── Records for processing ──
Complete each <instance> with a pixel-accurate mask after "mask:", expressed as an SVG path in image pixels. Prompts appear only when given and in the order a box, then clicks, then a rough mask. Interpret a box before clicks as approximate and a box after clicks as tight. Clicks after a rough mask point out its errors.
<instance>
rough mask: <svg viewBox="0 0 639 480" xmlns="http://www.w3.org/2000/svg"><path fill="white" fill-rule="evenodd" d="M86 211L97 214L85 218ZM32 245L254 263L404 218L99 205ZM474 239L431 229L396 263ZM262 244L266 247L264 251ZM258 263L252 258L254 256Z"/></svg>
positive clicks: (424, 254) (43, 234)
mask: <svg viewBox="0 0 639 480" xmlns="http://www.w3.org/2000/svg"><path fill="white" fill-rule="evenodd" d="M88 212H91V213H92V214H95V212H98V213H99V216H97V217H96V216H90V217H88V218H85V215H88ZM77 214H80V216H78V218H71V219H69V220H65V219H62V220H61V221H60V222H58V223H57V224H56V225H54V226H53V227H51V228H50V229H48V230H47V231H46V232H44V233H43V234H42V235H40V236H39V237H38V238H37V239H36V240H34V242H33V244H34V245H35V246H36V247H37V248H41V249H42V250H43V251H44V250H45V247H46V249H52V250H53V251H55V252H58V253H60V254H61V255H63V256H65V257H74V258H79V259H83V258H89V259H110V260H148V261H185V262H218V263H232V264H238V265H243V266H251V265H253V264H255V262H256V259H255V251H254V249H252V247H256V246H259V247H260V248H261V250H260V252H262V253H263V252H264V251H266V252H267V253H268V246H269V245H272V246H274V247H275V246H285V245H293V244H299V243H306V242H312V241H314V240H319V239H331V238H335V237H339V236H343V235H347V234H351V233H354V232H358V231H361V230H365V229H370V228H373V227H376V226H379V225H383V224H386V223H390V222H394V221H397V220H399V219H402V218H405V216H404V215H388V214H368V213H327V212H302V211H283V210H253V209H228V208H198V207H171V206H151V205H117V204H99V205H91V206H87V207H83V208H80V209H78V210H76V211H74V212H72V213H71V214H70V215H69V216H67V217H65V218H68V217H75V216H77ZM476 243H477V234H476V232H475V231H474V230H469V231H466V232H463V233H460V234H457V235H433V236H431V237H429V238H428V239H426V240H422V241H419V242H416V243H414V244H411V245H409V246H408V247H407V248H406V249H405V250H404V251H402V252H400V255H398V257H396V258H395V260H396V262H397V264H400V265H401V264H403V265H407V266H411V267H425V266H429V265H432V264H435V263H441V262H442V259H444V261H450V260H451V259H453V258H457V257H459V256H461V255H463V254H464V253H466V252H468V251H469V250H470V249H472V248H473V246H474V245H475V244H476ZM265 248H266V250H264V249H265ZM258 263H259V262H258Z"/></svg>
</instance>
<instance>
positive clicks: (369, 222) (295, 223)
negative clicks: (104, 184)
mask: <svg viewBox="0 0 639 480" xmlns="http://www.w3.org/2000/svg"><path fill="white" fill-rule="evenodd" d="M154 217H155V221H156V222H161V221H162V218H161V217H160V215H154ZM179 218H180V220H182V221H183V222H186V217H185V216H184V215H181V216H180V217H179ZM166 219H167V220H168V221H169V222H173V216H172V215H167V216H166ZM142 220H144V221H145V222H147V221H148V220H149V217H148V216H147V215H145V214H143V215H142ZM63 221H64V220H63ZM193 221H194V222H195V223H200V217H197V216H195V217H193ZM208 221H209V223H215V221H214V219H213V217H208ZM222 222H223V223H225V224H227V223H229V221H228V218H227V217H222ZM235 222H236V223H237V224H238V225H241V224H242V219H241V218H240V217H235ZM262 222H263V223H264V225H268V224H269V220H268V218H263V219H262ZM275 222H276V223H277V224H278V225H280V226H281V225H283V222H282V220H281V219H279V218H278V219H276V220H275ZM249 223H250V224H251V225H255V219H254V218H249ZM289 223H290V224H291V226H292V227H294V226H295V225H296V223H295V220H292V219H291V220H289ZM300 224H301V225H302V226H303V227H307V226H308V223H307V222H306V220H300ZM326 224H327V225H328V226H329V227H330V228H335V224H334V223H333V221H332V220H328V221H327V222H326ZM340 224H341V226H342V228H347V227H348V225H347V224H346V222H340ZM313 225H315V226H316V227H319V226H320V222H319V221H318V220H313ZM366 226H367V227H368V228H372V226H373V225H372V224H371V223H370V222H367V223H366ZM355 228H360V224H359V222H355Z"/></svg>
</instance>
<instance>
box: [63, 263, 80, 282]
───
What you need to do: Recast every line of the listing above as a Markdown table with the columns Row and Listing line, numbering the rows and omitting any blank lines.

Solution to the exercise:
| Row | Listing line |
|---|---|
| 1 | Complete each <instance> with a pixel-accurate mask after "mask:", expressed as an SVG path in image pixels. Prompts appear only when given and in the order a box, then clicks, then a rough mask. Interpret a box before clicks as approximate and a box after clicks as tight. Clicks after a rough mask point out its errors. |
| 2 | <instance> |
| 3 | rough mask: <svg viewBox="0 0 639 480" xmlns="http://www.w3.org/2000/svg"><path fill="white" fill-rule="evenodd" d="M86 211L97 214L85 218ZM32 245L254 263L404 218L99 205ZM474 239L431 229L396 263ZM262 244L266 247L264 251ZM258 263L252 258L254 256Z"/></svg> |
| 4 | positive clicks: (424, 254) (43, 234) |
| 5 | mask: <svg viewBox="0 0 639 480" xmlns="http://www.w3.org/2000/svg"><path fill="white" fill-rule="evenodd" d="M88 212H91V213H92V214H95V212H98V213H99V216H97V217H96V216H90V217H88V218H85V215H88ZM77 214H80V216H78V218H71V219H69V220H65V219H62V220H61V221H60V222H58V223H57V224H56V225H54V226H53V227H51V228H50V229H48V230H47V231H46V232H44V233H43V234H42V235H40V236H39V237H38V238H37V239H36V240H34V242H33V244H34V245H35V246H36V247H37V248H41V249H42V250H43V251H44V250H45V247H46V249H52V250H53V251H55V252H58V253H60V254H61V255H63V256H65V257H74V258H79V259H83V258H89V259H110V260H148V261H185V262H218V263H232V264H238V265H243V266H251V265H253V264H255V262H256V259H255V251H254V249H252V247H256V246H259V247H260V248H261V250H260V252H262V253H263V252H264V251H266V252H267V253H268V246H269V245H272V246H274V247H275V246H285V245H293V244H299V243H306V242H312V241H314V240H319V239H331V238H335V237H339V236H343V235H347V234H351V233H354V232H358V231H361V230H365V229H370V228H373V227H376V226H379V225H383V224H386V223H390V222H394V221H397V220H399V219H402V218H405V216H404V215H388V214H368V213H327V212H302V211H283V210H253V209H228V208H198V207H171V206H151V205H117V204H99V205H91V206H87V207H83V208H80V209H78V210H76V211H74V212H72V213H71V214H70V215H69V216H67V217H65V218H68V217H75V216H77ZM476 243H477V234H476V232H475V231H474V230H469V231H466V232H463V233H460V234H457V235H433V236H431V237H429V238H428V239H426V240H422V241H419V242H416V243H414V244H411V245H409V246H408V247H407V248H406V249H405V250H404V251H402V252H400V255H398V257H396V258H395V260H396V262H397V264H400V265H401V264H403V265H407V266H411V267H425V266H429V265H432V264H435V263H441V262H442V259H444V261H450V260H451V259H453V258H457V257H459V256H461V255H463V254H464V253H466V252H468V251H469V250H470V249H472V248H473V246H474V245H475V244H476ZM265 248H266V250H264V249H265ZM258 263H259V262H258Z"/></svg> |
| 6 | </instance> |
| 7 | <instance> |
| 8 | positive clicks: (369, 222) (295, 223) |
| 9 | negative clicks: (104, 184) |
| 10 | mask: <svg viewBox="0 0 639 480" xmlns="http://www.w3.org/2000/svg"><path fill="white" fill-rule="evenodd" d="M154 217H155V221H156V222H161V221H162V218H161V217H160V215H154ZM179 218H180V220H182V221H183V222H186V217H185V216H184V215H181V216H180V217H179ZM166 219H167V220H168V221H169V222H173V216H172V215H167V216H166ZM142 220H144V221H145V222H147V221H148V220H149V217H148V216H147V215H145V214H143V215H142ZM63 221H64V220H63ZM193 221H194V222H195V223H200V217H197V216H195V217H193ZM208 221H209V223H215V221H214V219H213V217H208ZM222 222H223V223H225V224H227V223H229V221H228V218H227V217H222ZM235 222H236V223H237V224H238V225H241V224H242V219H241V218H240V217H235ZM262 222H263V223H264V225H268V224H269V220H268V218H263V219H262ZM275 222H276V223H277V224H278V225H280V226H281V225H283V222H282V220H281V219H279V218H278V219H276V220H275ZM249 223H250V224H251V225H255V219H254V218H249ZM289 223H290V224H291V226H292V227H294V226H295V225H296V223H295V220H292V219H291V220H289ZM300 224H301V225H302V226H303V227H307V226H308V223H307V222H306V220H300ZM326 224H327V225H328V226H329V227H330V228H335V224H334V223H333V221H332V220H328V221H327V222H326ZM340 224H341V226H342V228H347V227H348V225H347V224H346V222H340ZM313 225H315V226H316V227H319V226H320V222H319V221H318V220H313ZM366 226H367V227H368V228H372V226H373V225H372V224H371V223H370V222H367V223H366ZM355 228H360V224H359V222H355Z"/></svg> |
| 11 | </instance> |
| 12 | <instance> |
| 13 | box: [63, 263, 80, 282] |